[Collected data]
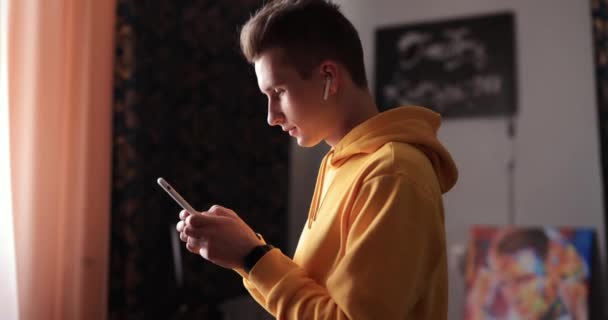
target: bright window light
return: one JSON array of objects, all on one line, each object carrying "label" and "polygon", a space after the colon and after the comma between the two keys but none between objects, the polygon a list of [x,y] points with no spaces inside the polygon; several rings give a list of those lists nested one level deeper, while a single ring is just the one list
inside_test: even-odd
[{"label": "bright window light", "polygon": [[8,110],[8,0],[0,0],[0,319],[19,319]]}]

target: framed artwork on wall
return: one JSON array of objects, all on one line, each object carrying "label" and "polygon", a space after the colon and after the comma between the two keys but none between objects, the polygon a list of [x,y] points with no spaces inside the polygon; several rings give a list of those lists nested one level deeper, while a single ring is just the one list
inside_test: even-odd
[{"label": "framed artwork on wall", "polygon": [[381,27],[375,41],[375,95],[381,110],[420,105],[443,117],[517,111],[510,12]]}]

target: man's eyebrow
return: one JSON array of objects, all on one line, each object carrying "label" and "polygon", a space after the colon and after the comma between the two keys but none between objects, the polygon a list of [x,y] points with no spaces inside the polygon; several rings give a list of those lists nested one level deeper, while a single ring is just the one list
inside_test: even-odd
[{"label": "man's eyebrow", "polygon": [[265,87],[262,87],[262,92],[269,92],[276,87],[285,85],[285,76],[286,75],[282,71],[277,70],[277,72],[263,84]]},{"label": "man's eyebrow", "polygon": [[282,86],[282,85],[283,85],[283,83],[273,83],[273,84],[269,84],[269,85],[267,85],[267,86],[266,86],[266,87],[264,87],[264,88],[261,88],[261,90],[262,90],[262,92],[263,92],[263,93],[265,93],[265,92],[270,92],[270,91],[272,91],[274,88],[280,87],[280,86]]}]

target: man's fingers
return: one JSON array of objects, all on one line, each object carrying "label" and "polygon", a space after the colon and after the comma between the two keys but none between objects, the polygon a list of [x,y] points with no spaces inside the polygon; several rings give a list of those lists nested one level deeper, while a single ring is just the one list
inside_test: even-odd
[{"label": "man's fingers", "polygon": [[204,243],[202,240],[188,237],[188,241],[186,242],[186,248],[188,249],[188,251],[190,251],[192,253],[199,253],[200,249],[203,246],[204,246]]},{"label": "man's fingers", "polygon": [[193,214],[186,218],[186,225],[193,227],[206,227],[213,222],[214,217],[208,213]]},{"label": "man's fingers", "polygon": [[210,215],[221,216],[221,217],[232,217],[235,215],[234,211],[224,208],[219,205],[213,205],[207,211]]},{"label": "man's fingers", "polygon": [[186,218],[188,218],[189,215],[190,215],[190,213],[188,213],[188,211],[186,211],[186,210],[182,210],[179,212],[179,218],[181,220],[186,220]]},{"label": "man's fingers", "polygon": [[182,240],[183,242],[186,242],[186,241],[188,241],[188,236],[185,233],[180,232],[179,239]]},{"label": "man's fingers", "polygon": [[218,210],[221,210],[221,209],[226,209],[226,208],[224,208],[224,207],[222,207],[222,206],[220,206],[220,205],[214,204],[214,205],[212,205],[212,206],[211,206],[211,208],[209,208],[209,210],[207,210],[207,211],[208,211],[208,212],[215,212],[215,211],[218,211]]},{"label": "man's fingers", "polygon": [[184,233],[188,237],[193,237],[193,238],[201,238],[205,234],[203,229],[194,227],[192,225],[186,226],[184,228]]},{"label": "man's fingers", "polygon": [[182,231],[184,231],[184,227],[185,227],[184,222],[183,222],[183,221],[180,221],[180,222],[178,222],[178,223],[177,223],[177,225],[175,226],[175,230],[177,230],[177,232],[182,232]]},{"label": "man's fingers", "polygon": [[186,243],[186,249],[192,253],[198,253],[200,250],[198,246],[194,245],[194,243],[190,243],[190,241]]}]

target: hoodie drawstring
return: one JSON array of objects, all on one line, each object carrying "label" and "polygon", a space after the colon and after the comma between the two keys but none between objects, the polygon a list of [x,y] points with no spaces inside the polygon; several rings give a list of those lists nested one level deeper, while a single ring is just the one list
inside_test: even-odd
[{"label": "hoodie drawstring", "polygon": [[329,153],[321,162],[321,168],[319,169],[319,176],[317,178],[317,184],[315,186],[314,198],[312,199],[312,205],[308,212],[308,229],[312,228],[312,223],[317,219],[317,212],[319,212],[319,206],[321,205],[321,197],[323,196],[323,184],[325,183],[325,171],[327,168],[327,162],[333,154],[333,150]]}]

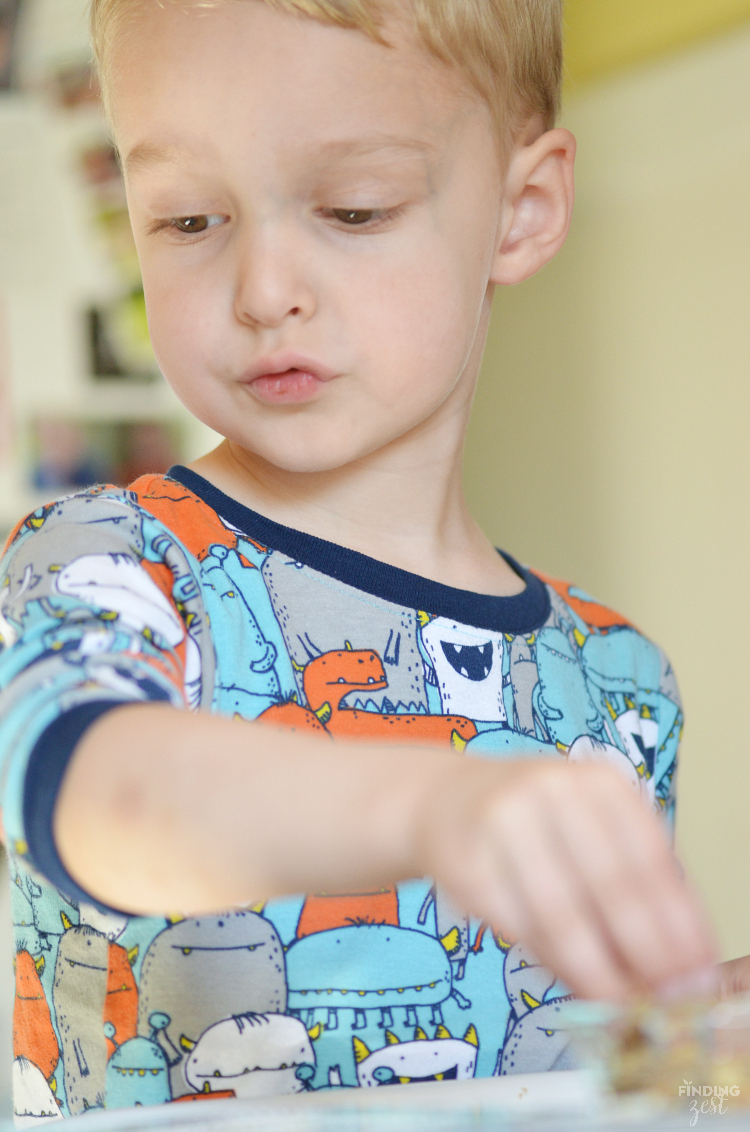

Work required:
No pictures should appear in the copy, and each record above is to be returned exactly.

Result:
target: bright window light
return: one JSON array of objects, all on one line, each object carrying "label" and "polygon", a space after the colon and after the comma between the two keys but none between objects, the polygon a list of [x,y] points with no spaces inside the polygon; several rings give a list of those lists nested one level deeper, while a single ring is just the one list
inside_test: even-odd
[{"label": "bright window light", "polygon": [[8,110],[8,0],[0,0],[0,319],[19,319]]}]

target: framed artwork on wall
return: one JSON array of objects, all on one line, each object carrying "label" and "polygon", a space after the colon and after the comma between the two keys but none between objects, the polygon a list of [x,y] points with no spaces inside the polygon; several rings give a list of those lists nested one level deeper, while a single ring is just the one list
inside_test: even-odd
[{"label": "framed artwork on wall", "polygon": [[381,27],[375,41],[375,95],[381,110],[420,105],[443,117],[517,111],[510,12]]}]

target: man's eyebrow
return: one JSON array of objects, all on one line, each object carrying "label" and "polygon", a space after the colon and after the comma between the two keys but none between objects, the polygon a list of [x,y] points with no spaces inside the polygon; several rings give a list of those lists nested one level deeper, while a single ring is just the one list
inside_test: even-odd
[{"label": "man's eyebrow", "polygon": [[265,87],[262,87],[262,92],[269,92],[276,87],[285,85],[285,76],[286,75],[282,71],[277,70],[277,72],[263,84]]},{"label": "man's eyebrow", "polygon": [[282,86],[282,85],[283,85],[283,83],[273,83],[273,84],[269,84],[269,85],[267,85],[267,86],[266,86],[266,87],[264,87],[264,88],[261,88],[261,90],[262,90],[262,92],[263,92],[263,93],[265,93],[265,92],[270,92],[270,91],[272,91],[274,88],[280,87],[280,86]]}]

target: man's fingers
return: one JSON array of objects, all on one line, each object carrying "label" and "polygon", a space after the colon and after the comma between the two keys but none between objects, the polygon a list of [x,y] points with no spaces inside the polygon; several rings give a list of those lists nested one level deeper, while a single ring is just the one list
inside_test: even-odd
[{"label": "man's fingers", "polygon": [[204,243],[202,240],[188,237],[188,241],[186,242],[186,248],[188,249],[188,251],[190,251],[192,253],[199,253],[200,249],[203,246],[204,246]]},{"label": "man's fingers", "polygon": [[193,214],[186,218],[186,225],[193,227],[206,227],[213,222],[214,217],[208,213]]},{"label": "man's fingers", "polygon": [[210,215],[221,216],[221,217],[232,217],[235,215],[234,211],[224,208],[219,205],[213,205],[207,211]]},{"label": "man's fingers", "polygon": [[186,218],[188,218],[189,215],[190,215],[190,213],[188,213],[188,211],[186,211],[186,210],[182,210],[179,212],[179,218],[181,220],[186,220]]},{"label": "man's fingers", "polygon": [[182,240],[183,242],[186,242],[186,241],[188,241],[188,236],[185,233],[180,232],[179,239]]},{"label": "man's fingers", "polygon": [[218,210],[221,210],[221,209],[226,209],[226,208],[224,208],[224,207],[222,207],[222,206],[220,206],[220,205],[214,204],[214,205],[212,205],[212,206],[211,206],[211,208],[209,208],[209,210],[207,210],[207,211],[208,211],[208,212],[215,212],[215,211],[218,211]]},{"label": "man's fingers", "polygon": [[184,233],[188,237],[193,237],[193,238],[201,238],[205,234],[203,229],[194,227],[192,225],[186,226],[184,228]]},{"label": "man's fingers", "polygon": [[182,231],[184,231],[184,227],[185,227],[184,222],[183,222],[183,221],[180,221],[180,222],[178,222],[178,223],[177,223],[177,225],[175,226],[175,230],[177,230],[177,232],[182,232]]},{"label": "man's fingers", "polygon": [[186,243],[186,249],[192,253],[198,253],[200,250],[198,246],[194,245],[194,243],[190,243],[190,241]]}]

target: hoodie drawstring
return: one JSON array of objects, all on one line, each object carrying "label" and "polygon", a space after the colon and after the comma between the two keys but none between objects, the polygon a list of [x,y] points with no spaces inside the polygon; several rings give a list of those lists nested one level deeper, while a single ring is just the one list
inside_test: even-odd
[{"label": "hoodie drawstring", "polygon": [[329,153],[321,162],[321,168],[319,169],[319,176],[317,178],[317,184],[315,186],[314,198],[312,199],[312,205],[308,212],[308,229],[312,228],[312,223],[317,219],[317,212],[319,212],[319,206],[321,205],[321,197],[323,196],[323,184],[325,183],[325,171],[327,168],[327,162],[333,154],[333,150]]}]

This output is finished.